> [Provided entries]:
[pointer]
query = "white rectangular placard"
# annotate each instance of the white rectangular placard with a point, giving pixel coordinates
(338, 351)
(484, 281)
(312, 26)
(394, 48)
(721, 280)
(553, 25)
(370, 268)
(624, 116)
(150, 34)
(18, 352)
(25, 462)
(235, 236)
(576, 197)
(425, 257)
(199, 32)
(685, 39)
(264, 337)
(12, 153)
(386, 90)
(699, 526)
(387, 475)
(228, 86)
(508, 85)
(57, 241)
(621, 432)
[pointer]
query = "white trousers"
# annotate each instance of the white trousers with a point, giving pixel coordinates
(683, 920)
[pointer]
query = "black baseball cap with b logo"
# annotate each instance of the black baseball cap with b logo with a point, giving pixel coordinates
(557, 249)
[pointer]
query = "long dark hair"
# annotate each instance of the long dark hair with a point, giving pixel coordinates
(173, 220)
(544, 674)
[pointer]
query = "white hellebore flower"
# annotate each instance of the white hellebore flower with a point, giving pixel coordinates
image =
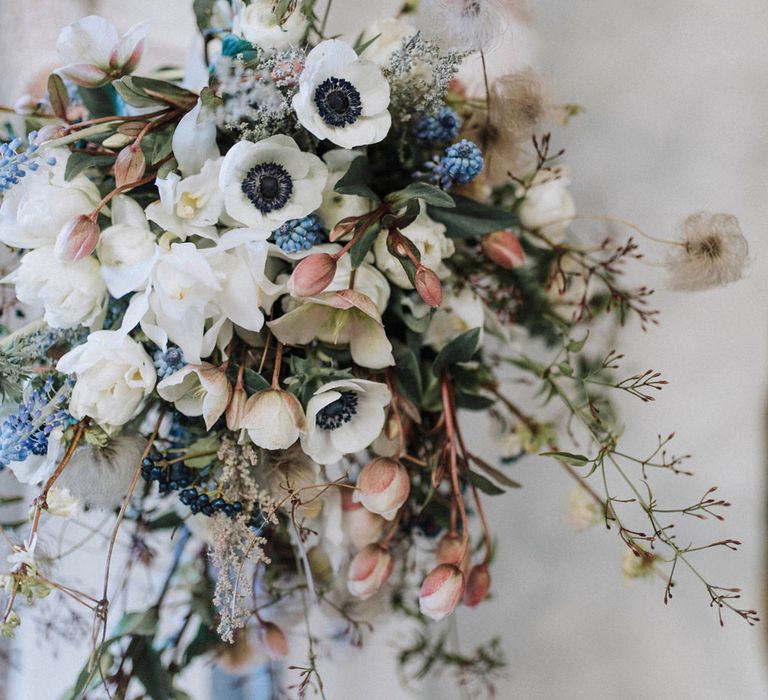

> [Goal]:
Pick out every line of the data above that contains the word "each", and copy those lines in full.

> [Answer for the task]:
# annotate each instance of the white rectangular placard with a point, giving pixel coordinates
# annotate each instance of the white trousers with a point, giving pixel coordinates
# annotate each instance of the black baseball cap with b logo with a point, giving pixel coordinates
# annotate each instance of the long dark hair with a point, giving pixel coordinates
# annotate each instance of the white hellebore flower with a point, giving pixel coordinates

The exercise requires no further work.